→ **EXCERPTED RECORDS**:
[Start of section]
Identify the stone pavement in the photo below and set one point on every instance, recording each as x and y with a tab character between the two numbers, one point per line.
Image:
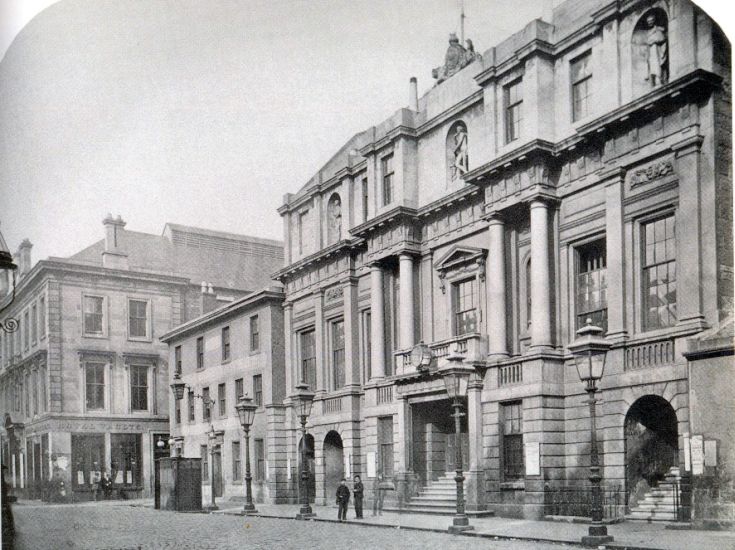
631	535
[End of section]
[Start of section]
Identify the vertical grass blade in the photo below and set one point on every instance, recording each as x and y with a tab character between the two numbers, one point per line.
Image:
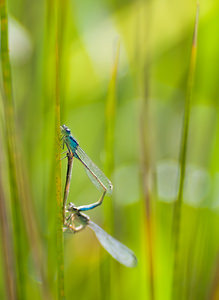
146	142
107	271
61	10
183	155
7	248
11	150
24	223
[End of section]
→ **WHAT THE TASK REQUIRES**:
The string "numbers" shows up in some lines of the listing. Copy each such line.

→ **RESULT**:
Identify the stone pavement in the photo below and set one point on every instance, recording each as x and y with a tab character between the two numbers, one point per line.
Identify the vertical grass blade in the photo below and set one point on every instance, recording each as x and y with a tab character between the two numbers, one point per line.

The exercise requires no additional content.